▸ **給定指示 1**
請根據提供文字,用一到三句話說明:擁有x太門號之後,情侶用電話吵架時,為什麼不能再拿電話費當藉口?
▸ **給定指示 2**
提供文字講的是下士被督導記一條缺失的故事,從文中最後一句之後接著寫下去。

▸ **提供文字**
····················

督導:「你的操報單跟課前紀錄怎麼沒簽名?」

下士:「報告長官,我第一次跟課不曉得所有要項!」

督導:「好,那記你一條缺失就好!」一條缺失,說多不多,說少不少,當他向部隊回報被督導一條缺失時,沒想到立刻就飛上天了。傳說中,當情侶一起辦亞x門號便會分手,他這時體會到,原來傳說與典故都飽含了先人的智慧。以往情侶用電話吵架時,常常丟一句:不想講就不要浪費電話費。但當你擁有x太門號之後,網內互打免費,不可再用電話費當藉口,一吵下去便不可開交。當他手中還拿著話筒,聽著老闆狂飆的語調時,他這樣想著。

····················

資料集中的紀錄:
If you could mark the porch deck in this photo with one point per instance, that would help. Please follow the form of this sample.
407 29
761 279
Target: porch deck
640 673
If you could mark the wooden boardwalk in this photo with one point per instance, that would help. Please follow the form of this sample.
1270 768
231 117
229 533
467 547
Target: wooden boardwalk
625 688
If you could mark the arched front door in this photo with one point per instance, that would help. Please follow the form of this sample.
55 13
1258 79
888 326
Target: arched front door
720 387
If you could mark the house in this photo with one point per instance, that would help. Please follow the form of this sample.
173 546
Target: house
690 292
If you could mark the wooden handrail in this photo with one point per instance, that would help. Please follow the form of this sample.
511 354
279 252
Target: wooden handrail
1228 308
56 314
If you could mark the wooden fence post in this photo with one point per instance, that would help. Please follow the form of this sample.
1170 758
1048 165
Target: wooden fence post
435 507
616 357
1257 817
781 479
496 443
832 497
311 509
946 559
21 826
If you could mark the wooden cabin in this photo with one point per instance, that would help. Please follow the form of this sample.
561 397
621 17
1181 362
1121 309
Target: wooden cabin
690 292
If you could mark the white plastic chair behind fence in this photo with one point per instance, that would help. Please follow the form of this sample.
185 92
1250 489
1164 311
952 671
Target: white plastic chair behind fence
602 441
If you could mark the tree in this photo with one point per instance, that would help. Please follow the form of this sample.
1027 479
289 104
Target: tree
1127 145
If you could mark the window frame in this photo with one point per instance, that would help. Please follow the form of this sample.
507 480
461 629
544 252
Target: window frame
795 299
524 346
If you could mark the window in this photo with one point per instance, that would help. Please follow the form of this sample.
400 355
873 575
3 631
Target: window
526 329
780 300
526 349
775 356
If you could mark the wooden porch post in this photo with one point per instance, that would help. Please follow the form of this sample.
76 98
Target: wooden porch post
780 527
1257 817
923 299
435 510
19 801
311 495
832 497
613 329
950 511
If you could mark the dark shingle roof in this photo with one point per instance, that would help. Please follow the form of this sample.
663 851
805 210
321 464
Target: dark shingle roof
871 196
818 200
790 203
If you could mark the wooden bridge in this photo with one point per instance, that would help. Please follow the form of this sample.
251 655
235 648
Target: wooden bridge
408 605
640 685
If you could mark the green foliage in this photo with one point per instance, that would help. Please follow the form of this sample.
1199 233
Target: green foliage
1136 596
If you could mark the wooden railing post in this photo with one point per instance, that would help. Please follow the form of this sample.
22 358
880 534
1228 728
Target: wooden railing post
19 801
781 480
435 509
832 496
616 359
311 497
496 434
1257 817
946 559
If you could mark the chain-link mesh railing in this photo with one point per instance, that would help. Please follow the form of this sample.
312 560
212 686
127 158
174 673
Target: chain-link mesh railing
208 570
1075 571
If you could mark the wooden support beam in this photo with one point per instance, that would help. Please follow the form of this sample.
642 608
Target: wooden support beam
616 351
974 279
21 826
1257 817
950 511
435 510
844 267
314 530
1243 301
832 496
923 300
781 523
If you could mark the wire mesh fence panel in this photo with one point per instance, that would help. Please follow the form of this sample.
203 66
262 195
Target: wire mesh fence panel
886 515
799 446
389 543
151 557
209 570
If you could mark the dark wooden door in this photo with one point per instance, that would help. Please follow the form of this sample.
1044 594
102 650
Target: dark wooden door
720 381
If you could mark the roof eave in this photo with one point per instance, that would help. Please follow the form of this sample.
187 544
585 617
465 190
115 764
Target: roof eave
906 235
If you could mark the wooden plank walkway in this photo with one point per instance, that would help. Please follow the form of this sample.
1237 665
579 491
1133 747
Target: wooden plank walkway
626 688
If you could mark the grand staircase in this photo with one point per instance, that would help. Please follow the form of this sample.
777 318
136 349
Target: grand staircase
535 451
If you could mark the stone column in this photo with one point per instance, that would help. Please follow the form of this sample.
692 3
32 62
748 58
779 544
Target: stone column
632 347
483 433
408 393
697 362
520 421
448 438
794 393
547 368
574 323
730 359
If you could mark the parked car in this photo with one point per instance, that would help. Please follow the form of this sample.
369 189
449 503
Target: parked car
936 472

····················

▸ **任務結果 1**
因為擁有x太門號後,網內互打免費,通話不再產生電話費。所以「不想講就不要浪費電話費」這句話不能再當藉口,一吵下去便不可開交。

▸ **任務結果 2**
    高地上平坦空曠,除了幾盞枯樹搭配著年邁的鋼棚之外,只剩下風和風沙。風吹過高地的山巔,向下捲起風沙,時時可見地面上一條條風刃所刮出的淺疤。但今天不同於以往,南部的冬天,竟難得下起了雨,乾涸龜裂的高地土壤,讓雨水縫補了它的面貌,分隊長在這濕軟的泥土上,來回踱著。12’c又下著牛毛雨的天氣,腳指發麻,撥撥頭髮也滿是冰霜,像針滑落緊繃皮膚的刺痛感,很淡水。他在遠處便嗅到營站車小妹的髮香,和他記憶中的某個區塊相仿,在五感的交會下,現在與過去重疊著,如電影畫面跑馬燈一瞬經過,又突然停止,男主角在睜開眼的那一刻,由音效製造出震懾,他終於懂了,長長的嘆了口氣夾雜著白煙,似乎將胸臆也具體化。這時腦裡浮現出許多人的聲音、面孔、活靈活現的神情對著他說……幹!五告寒ㄟ!

   

    國軍總是體恤弟兄的,寒流來的前夕早已將軍裝大衣配發下去,看著每個人罩著大衣那稍微帶點溫暖的神情,眼尖的他立刻發現有一人並未穿著大衣。說時遲、那時快,他那該死的亞X手機悲鳴了起來……

「喂!學長,怎樣?」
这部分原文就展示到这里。